▽

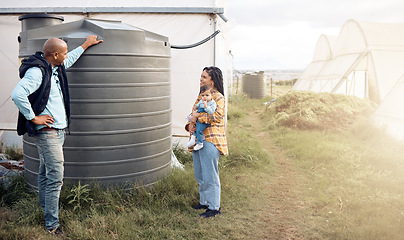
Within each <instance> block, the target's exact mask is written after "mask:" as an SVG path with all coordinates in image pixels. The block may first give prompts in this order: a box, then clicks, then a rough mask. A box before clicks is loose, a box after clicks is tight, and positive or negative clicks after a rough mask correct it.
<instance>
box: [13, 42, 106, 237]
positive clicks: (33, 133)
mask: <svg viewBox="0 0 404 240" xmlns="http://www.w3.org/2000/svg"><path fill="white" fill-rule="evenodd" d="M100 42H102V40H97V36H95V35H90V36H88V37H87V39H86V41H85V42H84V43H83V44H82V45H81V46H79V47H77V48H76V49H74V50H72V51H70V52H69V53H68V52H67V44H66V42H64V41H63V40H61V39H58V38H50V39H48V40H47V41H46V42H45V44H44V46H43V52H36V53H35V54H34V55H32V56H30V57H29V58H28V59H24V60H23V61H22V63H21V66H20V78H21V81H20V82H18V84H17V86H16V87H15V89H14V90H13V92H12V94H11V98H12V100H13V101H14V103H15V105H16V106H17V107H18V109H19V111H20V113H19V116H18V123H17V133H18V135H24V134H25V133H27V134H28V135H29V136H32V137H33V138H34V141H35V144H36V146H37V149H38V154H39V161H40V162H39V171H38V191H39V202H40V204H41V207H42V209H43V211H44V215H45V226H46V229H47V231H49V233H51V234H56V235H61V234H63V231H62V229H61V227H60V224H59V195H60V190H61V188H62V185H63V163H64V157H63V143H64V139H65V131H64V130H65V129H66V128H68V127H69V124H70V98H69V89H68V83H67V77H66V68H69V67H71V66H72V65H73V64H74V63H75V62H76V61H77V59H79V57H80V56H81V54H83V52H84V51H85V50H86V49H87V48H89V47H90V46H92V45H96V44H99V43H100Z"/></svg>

△

Copy the material exactly. Do not include the pictures.

Completed exercise ::
Within each <instance> block, the target's exact mask is written after "mask:" as an SVG path with all coordinates in image pixels. The block may first give prompts in this order: a box, then clicks, then a rough mask. A box before clicks is loose, a box after clicks is tight, and positive or negative clicks after a rough mask correct it.
<instance>
box: [13, 42, 106, 237]
positive clicks: (33, 133)
mask: <svg viewBox="0 0 404 240" xmlns="http://www.w3.org/2000/svg"><path fill="white" fill-rule="evenodd" d="M100 42H102V40H97V36H95V35H90V36H88V37H87V39H86V41H85V42H84V43H83V44H82V45H81V46H79V47H77V48H76V49H74V50H72V51H70V52H69V53H68V52H67V44H66V42H64V41H63V40H61V39H58V38H50V39H48V40H47V41H46V42H45V44H44V46H43V52H36V53H35V54H34V55H32V56H30V57H29V58H28V59H24V60H23V61H22V63H21V66H20V78H21V81H20V82H18V84H17V86H16V87H15V89H14V90H13V92H12V94H11V98H12V100H13V101H14V103H15V105H16V106H17V107H18V109H19V111H20V113H19V116H18V123H17V133H18V135H24V134H25V133H27V134H28V135H29V136H32V137H33V138H34V141H35V144H36V146H37V149H38V154H39V161H40V162H39V171H38V191H39V202H40V204H41V207H42V209H43V211H44V215H45V226H46V229H47V231H49V233H51V234H56V235H61V234H63V231H62V229H61V227H60V224H59V195H60V190H61V188H62V185H63V163H64V157H63V143H64V139H65V131H64V130H65V129H66V128H68V127H69V124H70V98H69V89H68V83H67V77H66V68H69V67H71V66H72V65H73V64H74V63H75V62H76V61H77V59H79V57H80V56H81V54H83V52H84V51H85V50H86V49H87V48H89V47H90V46H92V45H96V44H99V43H100Z"/></svg>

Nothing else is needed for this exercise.